● **What this task involves**
Extract each record and reproduce it exactly.
═════ Data shown ═════
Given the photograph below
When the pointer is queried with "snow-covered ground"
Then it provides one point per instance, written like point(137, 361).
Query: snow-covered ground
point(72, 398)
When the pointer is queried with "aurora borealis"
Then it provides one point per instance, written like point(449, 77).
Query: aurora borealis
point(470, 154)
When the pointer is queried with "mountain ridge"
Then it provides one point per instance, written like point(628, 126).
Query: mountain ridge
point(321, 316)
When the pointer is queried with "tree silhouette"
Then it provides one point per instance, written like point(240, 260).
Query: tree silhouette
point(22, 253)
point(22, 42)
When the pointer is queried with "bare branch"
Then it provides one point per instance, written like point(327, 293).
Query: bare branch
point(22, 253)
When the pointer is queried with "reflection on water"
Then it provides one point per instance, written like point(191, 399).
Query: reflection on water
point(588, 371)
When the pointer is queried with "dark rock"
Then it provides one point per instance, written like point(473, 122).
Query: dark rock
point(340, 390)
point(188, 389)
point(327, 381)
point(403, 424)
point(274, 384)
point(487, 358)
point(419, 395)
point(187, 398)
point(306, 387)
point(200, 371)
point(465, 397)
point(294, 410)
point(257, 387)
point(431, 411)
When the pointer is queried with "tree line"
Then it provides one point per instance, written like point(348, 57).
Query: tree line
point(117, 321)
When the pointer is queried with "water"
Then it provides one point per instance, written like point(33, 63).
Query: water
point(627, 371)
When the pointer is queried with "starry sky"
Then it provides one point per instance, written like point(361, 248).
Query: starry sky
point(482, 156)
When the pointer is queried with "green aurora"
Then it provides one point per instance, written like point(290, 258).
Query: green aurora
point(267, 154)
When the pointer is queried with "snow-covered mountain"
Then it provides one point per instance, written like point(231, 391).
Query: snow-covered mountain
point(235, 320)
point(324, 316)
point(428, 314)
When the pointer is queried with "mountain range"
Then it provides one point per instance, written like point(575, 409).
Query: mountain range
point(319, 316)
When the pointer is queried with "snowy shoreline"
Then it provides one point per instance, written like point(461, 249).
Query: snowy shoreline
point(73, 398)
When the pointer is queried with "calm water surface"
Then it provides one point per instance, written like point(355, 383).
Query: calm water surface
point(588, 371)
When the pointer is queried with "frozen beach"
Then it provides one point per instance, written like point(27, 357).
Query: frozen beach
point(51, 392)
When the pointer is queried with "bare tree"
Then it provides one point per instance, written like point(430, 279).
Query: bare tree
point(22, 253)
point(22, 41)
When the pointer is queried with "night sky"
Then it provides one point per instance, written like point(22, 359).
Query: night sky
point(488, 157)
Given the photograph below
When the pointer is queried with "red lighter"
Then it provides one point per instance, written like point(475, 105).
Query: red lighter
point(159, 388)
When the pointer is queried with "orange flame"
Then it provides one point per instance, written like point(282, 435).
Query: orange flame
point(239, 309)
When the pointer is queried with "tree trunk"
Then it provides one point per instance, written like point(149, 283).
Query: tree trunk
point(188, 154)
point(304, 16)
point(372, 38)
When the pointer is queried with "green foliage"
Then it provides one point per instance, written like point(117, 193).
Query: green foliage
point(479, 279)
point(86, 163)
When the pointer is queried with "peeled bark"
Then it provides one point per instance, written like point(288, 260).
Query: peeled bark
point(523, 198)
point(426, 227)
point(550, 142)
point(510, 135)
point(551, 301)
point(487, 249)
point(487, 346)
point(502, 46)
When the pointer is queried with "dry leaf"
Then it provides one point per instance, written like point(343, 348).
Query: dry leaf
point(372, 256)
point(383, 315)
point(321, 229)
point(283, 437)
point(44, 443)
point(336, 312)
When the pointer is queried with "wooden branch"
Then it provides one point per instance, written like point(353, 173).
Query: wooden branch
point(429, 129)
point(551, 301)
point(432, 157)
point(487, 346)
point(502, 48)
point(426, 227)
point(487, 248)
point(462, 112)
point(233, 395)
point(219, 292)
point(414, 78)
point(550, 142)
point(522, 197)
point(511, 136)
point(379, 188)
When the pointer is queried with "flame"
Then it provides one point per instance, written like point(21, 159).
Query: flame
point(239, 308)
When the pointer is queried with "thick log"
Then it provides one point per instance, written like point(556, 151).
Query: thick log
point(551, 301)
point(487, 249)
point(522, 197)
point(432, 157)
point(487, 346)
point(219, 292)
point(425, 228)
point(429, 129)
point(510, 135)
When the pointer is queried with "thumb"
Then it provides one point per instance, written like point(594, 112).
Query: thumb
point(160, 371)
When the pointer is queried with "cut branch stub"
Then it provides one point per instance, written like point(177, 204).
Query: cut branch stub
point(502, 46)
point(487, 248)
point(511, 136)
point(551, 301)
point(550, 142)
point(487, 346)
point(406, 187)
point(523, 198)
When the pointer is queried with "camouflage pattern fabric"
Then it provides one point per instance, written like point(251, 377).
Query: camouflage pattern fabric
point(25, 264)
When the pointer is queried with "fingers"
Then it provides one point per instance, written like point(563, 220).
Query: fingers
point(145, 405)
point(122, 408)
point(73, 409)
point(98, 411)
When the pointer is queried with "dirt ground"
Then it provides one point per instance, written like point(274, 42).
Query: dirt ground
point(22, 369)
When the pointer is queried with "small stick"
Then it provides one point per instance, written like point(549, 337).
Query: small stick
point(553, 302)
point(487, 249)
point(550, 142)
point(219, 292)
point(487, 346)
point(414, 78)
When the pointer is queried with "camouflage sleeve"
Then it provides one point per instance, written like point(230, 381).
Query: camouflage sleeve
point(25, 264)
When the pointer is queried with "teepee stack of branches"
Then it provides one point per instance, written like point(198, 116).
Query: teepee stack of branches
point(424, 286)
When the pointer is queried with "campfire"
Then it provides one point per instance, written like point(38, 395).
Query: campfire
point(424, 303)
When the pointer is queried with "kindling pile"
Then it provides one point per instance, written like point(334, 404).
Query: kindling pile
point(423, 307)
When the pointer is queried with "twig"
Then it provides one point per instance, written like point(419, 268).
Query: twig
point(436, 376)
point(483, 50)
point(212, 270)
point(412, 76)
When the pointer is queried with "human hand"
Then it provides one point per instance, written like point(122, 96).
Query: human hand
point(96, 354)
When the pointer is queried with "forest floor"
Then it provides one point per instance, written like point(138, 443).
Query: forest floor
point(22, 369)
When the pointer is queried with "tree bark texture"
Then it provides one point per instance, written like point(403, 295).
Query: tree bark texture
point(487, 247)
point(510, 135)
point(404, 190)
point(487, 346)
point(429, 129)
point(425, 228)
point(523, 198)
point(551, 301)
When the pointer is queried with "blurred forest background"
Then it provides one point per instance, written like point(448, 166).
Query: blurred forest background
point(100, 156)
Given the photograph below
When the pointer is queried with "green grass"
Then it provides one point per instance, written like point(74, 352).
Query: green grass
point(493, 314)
═════
● **Correct output**
Given the photograph below
When the pointer is queried with "snow-covered ground"
Then it provides one point per instance, written like point(137, 361).
Query: snow-covered ground
point(72, 398)
When the pointer is queried with "aurora borealis"
Then it provides one point per instance, written like point(449, 77).
Query: aurora borealis
point(470, 154)
When the pointer is queried with "mountain ridge"
Then it provides one point per instance, written like point(628, 126).
Query: mountain ridge
point(321, 316)
When the pointer is queried with "tree silhouette"
Then it provides one point per instance, written like point(240, 260).
Query: tree silhouette
point(22, 253)
point(22, 42)
When the pointer is queried with "bare branch"
Then it provides one point per instance, written like point(327, 293).
Query: bare branch
point(22, 253)
When the pointer is queried with "reflection on water"
Then it provides one point per instance, written like point(191, 399).
Query: reflection on water
point(588, 371)
When the pointer is queried with "dark rock"
Then it provides one point per instance, written like point(473, 122).
Query: dark rock
point(340, 390)
point(188, 389)
point(327, 381)
point(403, 424)
point(274, 384)
point(487, 358)
point(419, 395)
point(187, 398)
point(306, 387)
point(200, 371)
point(465, 397)
point(294, 410)
point(257, 387)
point(431, 411)
When the pointer is queried with "tree line"
Then it provides one point per instance, written like point(348, 57).
Query: tree line
point(117, 321)
When the pointer is queried with "water"
Then it provides one point per instance, written like point(33, 63).
Query: water
point(627, 371)
When the pointer is queried with "starry sky"
Then it provides one point per instance, written like point(361, 248).
Query: starry sky
point(482, 156)
When the pointer is queried with "green aurora"
Then it provides one point per instance, written like point(290, 258).
Query: green aurora
point(267, 154)
When the pointer is queried with "snow-covered mountain"
Then it provides one point per instance, written like point(231, 391).
Query: snow-covered mountain
point(235, 320)
point(324, 316)
point(428, 314)
When the pointer is queried with "mountain range"
Then it provides one point per instance, written like point(575, 409).
Query: mountain range
point(319, 316)
When the pointer is queried with "snowy shoreline"
Then it provides one point per instance, written like point(461, 249).
Query: snowy shoreline
point(73, 398)
When the pointer is queried with "calm water surface"
Then it provides one point per instance, written like point(355, 383).
Query: calm water surface
point(588, 371)
When the pointer is queried with "frozen beach"
Then it provides one point per instance, written like point(27, 357).
Query: frozen beach
point(51, 392)
When the pointer is queried with "bare tree"
Then it provides one point per instance, written like point(430, 279).
Query: bare tree
point(22, 253)
point(22, 41)
When the pointer is queried with "night sky"
Then it provides one point per instance, written like point(22, 359).
Query: night sky
point(488, 157)
Given the photograph below
When the pointer is queried with "red lighter"
Then it provides one point per instance, written like point(475, 105).
Query: red lighter
point(159, 388)
When the pointer is queried with "orange flame"
Then it provides one point per instance, written like point(282, 435).
Query: orange flame
point(239, 309)
When the pointer is queried with "tree trunk"
Then it provides one point per instance, written like point(149, 283).
Query: tree trunk
point(188, 154)
point(304, 16)
point(372, 38)
When the pointer is queried with "green foliage"
Then it provides one point per instance, written like point(117, 193).
Query: green foliage
point(479, 279)
point(86, 163)
When the pointer is queried with "peeled bark"
Then it provides one point per instance, written like point(288, 260).
Query: peeled bark
point(523, 198)
point(426, 227)
point(550, 142)
point(510, 135)
point(551, 301)
point(487, 249)
point(487, 346)
point(502, 46)
When the pointer is queried with "dry leaf"
Then it provides one point per instance, written like point(343, 348).
Query: dry leaf
point(372, 256)
point(383, 315)
point(321, 229)
point(283, 437)
point(44, 443)
point(336, 312)
When the pointer is queried with "wooden branch"
Then it provides one point per instance, written like point(353, 173).
Query: wooden branch
point(429, 129)
point(551, 301)
point(432, 157)
point(487, 346)
point(502, 48)
point(426, 227)
point(487, 248)
point(462, 112)
point(233, 395)
point(219, 292)
point(414, 78)
point(550, 142)
point(522, 197)
point(511, 136)
point(379, 188)
When the pointer is queried with "flame"
Then it provides one point per instance, written like point(21, 159).
Query: flame
point(239, 308)
When the pointer is queried with "thick log"
Then it provides one point per instance, written like point(556, 151).
Query: thick log
point(551, 301)
point(487, 249)
point(522, 197)
point(432, 157)
point(487, 346)
point(219, 292)
point(425, 228)
point(429, 129)
point(510, 135)
When the pointer is queried with "thumb"
Then it provides one point per instance, written like point(594, 112).
Query: thumb
point(160, 371)
When the pointer is queried with "cut branch stub"
Then it provides one point per instance, written like point(177, 204).
Query: cut branch stub
point(502, 46)
point(487, 248)
point(511, 136)
point(551, 301)
point(550, 142)
point(487, 346)
point(406, 187)
point(523, 198)
When the pointer is queried with "camouflage pattern fabric"
Then it provides one point per instance, written like point(251, 377).
Query: camouflage pattern fabric
point(25, 264)
When the pointer is queried with "fingers"
Then it provides one point per instance, written like point(563, 220).
Query: fingers
point(145, 405)
point(122, 408)
point(73, 409)
point(98, 411)
When the pointer is queried with "dirt ground"
Then it provides one point per instance, written like point(274, 42).
Query: dirt ground
point(22, 369)
When the pointer is queried with "small stick"
Then it provides one point per instance, written like point(549, 337).
Query: small stick
point(553, 302)
point(487, 249)
point(550, 142)
point(219, 292)
point(487, 346)
point(414, 78)
When the pointer is queried with "camouflage sleeve"
Then it provides one point per instance, written like point(230, 381).
Query: camouflage sleeve
point(25, 264)
When the pointer is queried with "teepee stack of branches"
Then it provides one point per instance, written like point(198, 116).
Query: teepee stack of branches
point(424, 286)
When the pointer is queried with "campfire"
Then it provides one point per instance, written like point(38, 395).
Query: campfire
point(424, 303)
When the pointer is queried with "kindling pile"
Then it provides one point per instance, written like point(334, 404).
Query: kindling pile
point(423, 307)
When the pointer is queried with "twig"
Then it provides one point per instance, written like point(419, 268).
Query: twig
point(436, 376)
point(483, 50)
point(212, 270)
point(412, 76)
When the pointer is queried with "human hand"
Then it provides one point per instance, written like point(122, 96).
Query: human hand
point(96, 354)
When the pointer is queried with "forest floor"
Then it provides one point per instance, written like point(138, 443).
Query: forest floor
point(22, 369)
When the pointer is queried with "tree bark texture"
Then it provides one point per instance, written like point(403, 295).
Query: tree bark texture
point(487, 247)
point(510, 135)
point(404, 190)
point(487, 346)
point(429, 129)
point(425, 228)
point(523, 198)
point(551, 301)
When the pointer is queried with "blurred forest background"
Then it provides one point per instance, written like point(448, 166).
Query: blurred forest background
point(100, 156)
Given the photograph below
When the pointer is queried with "green grass"
Then it provides one point per instance, written like point(74, 352).
Query: green grass
point(493, 314)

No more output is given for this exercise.